• [WORK TO BE COMPLETED]
Produce the listing below again, exactly as shown.

-- BEGIN RECORDS FOR PROCESSING --

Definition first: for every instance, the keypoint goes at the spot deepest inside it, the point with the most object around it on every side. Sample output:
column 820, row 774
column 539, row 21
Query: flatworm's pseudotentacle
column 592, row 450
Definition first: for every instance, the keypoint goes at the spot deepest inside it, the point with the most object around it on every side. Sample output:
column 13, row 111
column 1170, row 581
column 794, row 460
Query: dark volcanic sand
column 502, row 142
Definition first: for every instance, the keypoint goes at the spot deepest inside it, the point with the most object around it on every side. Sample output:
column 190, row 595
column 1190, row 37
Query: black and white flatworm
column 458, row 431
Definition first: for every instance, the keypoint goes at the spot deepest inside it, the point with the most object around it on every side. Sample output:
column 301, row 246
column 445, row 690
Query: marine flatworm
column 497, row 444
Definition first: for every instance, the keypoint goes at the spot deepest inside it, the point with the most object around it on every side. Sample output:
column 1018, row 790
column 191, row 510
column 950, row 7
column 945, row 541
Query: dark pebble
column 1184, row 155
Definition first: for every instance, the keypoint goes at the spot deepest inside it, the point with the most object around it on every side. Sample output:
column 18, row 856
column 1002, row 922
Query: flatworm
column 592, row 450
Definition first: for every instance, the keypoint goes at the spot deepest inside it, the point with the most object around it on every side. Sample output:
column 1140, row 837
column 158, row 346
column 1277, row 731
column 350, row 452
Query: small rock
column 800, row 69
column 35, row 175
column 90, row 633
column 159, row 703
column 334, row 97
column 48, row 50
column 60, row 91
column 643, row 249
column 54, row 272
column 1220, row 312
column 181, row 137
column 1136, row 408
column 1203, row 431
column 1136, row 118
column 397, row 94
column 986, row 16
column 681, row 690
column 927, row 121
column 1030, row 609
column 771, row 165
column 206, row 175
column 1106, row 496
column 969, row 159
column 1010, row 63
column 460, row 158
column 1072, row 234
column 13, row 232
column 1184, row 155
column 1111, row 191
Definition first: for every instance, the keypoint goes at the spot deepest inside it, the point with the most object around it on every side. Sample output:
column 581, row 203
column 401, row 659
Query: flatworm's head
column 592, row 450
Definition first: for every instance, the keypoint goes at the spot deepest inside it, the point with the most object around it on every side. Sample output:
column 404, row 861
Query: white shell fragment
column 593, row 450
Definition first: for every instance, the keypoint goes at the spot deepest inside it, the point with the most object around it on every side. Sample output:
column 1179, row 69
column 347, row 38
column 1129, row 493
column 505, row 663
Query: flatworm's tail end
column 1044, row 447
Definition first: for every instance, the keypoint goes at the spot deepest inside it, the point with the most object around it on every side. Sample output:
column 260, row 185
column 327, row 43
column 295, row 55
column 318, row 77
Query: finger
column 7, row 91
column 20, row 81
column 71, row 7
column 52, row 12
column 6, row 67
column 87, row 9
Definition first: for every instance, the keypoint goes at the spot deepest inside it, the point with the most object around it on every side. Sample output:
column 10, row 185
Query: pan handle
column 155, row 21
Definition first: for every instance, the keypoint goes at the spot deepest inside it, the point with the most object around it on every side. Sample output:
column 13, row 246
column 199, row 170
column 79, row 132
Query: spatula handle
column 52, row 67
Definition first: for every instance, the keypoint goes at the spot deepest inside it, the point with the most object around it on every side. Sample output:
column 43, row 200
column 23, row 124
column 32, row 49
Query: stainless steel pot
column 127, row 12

-- END RECORDS FOR PROCESSING --

• [SOLVED PROBLEM]
Definition first: for every instance, the keypoint goes at the spot deepest inside it, the point with the most object around it on every side. Sample output:
column 820, row 774
column 539, row 21
Query: flatworm's pseudotentacle
column 592, row 450
Definition first: for every instance, the keypoint goes at the spot deepest inside it, the point with the most object around it on every side. Sample output:
column 13, row 111
column 1170, row 581
column 794, row 460
Query: dark volcanic sand
column 502, row 142
Definition first: for every instance, the keypoint goes at the spot deepest inside it, the point with the most object around it on every side. Sample output:
column 190, row 595
column 1190, row 37
Query: black and white flatworm
column 458, row 431
Definition first: for every instance, the keypoint goes at the spot deepest inside it, the point with the most object around it on every side. Sample output:
column 301, row 246
column 445, row 690
Query: marine flatworm
column 497, row 444
Definition first: for every instance, the keypoint goes at the spot deepest inside it, the point with the most object around it on every side. Sample output:
column 1018, row 790
column 191, row 510
column 950, row 7
column 945, row 541
Query: dark pebble
column 1184, row 155
Definition first: for every instance, the keypoint goes at the spot deepest inside it, the point with the most object around it on every side. Sample output:
column 18, row 856
column 1002, row 922
Query: flatworm
column 592, row 450
Definition first: for every instance, the keypoint goes at the spot deepest inside it, the point with the most object around it on every side. Sample output:
column 1140, row 837
column 158, row 346
column 1277, row 731
column 350, row 452
Query: small rock
column 800, row 69
column 35, row 175
column 90, row 633
column 159, row 703
column 334, row 97
column 48, row 50
column 60, row 91
column 643, row 249
column 54, row 272
column 1220, row 312
column 181, row 137
column 1136, row 408
column 1203, row 431
column 1136, row 118
column 397, row 94
column 986, row 16
column 681, row 690
column 927, row 121
column 1030, row 609
column 771, row 165
column 206, row 175
column 1106, row 496
column 969, row 159
column 1010, row 63
column 460, row 158
column 1072, row 234
column 13, row 232
column 1184, row 155
column 1111, row 191
Definition first: for every instance, the keypoint goes at the spot deepest inside it, the point with the most object around it on every side. Sample output:
column 581, row 203
column 401, row 659
Query: flatworm's head
column 592, row 450
Definition first: for every instance, the keypoint goes at the spot deepest inside it, the point with the most object around it on every side. Sample output:
column 404, row 861
Query: white shell fragment
column 593, row 450
Definition first: for every instance, the keypoint goes at the spot deepest inside it, the point with the most object around it on every side. Sample output:
column 1179, row 69
column 347, row 38
column 1129, row 493
column 505, row 663
Query: flatworm's tail end
column 1044, row 447
Definition first: for every instance, the keypoint goes at the spot deepest inside it, the point with the most object around it on every side. Sample output:
column 260, row 185
column 327, row 43
column 295, row 55
column 318, row 77
Query: finger
column 7, row 91
column 20, row 81
column 71, row 7
column 52, row 12
column 6, row 67
column 87, row 9
Definition first: for every instance, the keypoint goes at the spot deepest inside it, the point with the most object around it on every side. Sample output:
column 10, row 185
Query: pan handle
column 155, row 21
Definition first: for every instance, the keypoint goes at the spot deepest inside it, the point with the most object around it on every side. Sample output:
column 13, row 246
column 199, row 170
column 79, row 132
Query: spatula handle
column 52, row 67
Definition first: for every instance, the keypoint goes at the spot deepest inside it, the point with the most object around it on every side. Sample output:
column 43, row 200
column 23, row 124
column 32, row 49
Query: stainless steel pot
column 127, row 12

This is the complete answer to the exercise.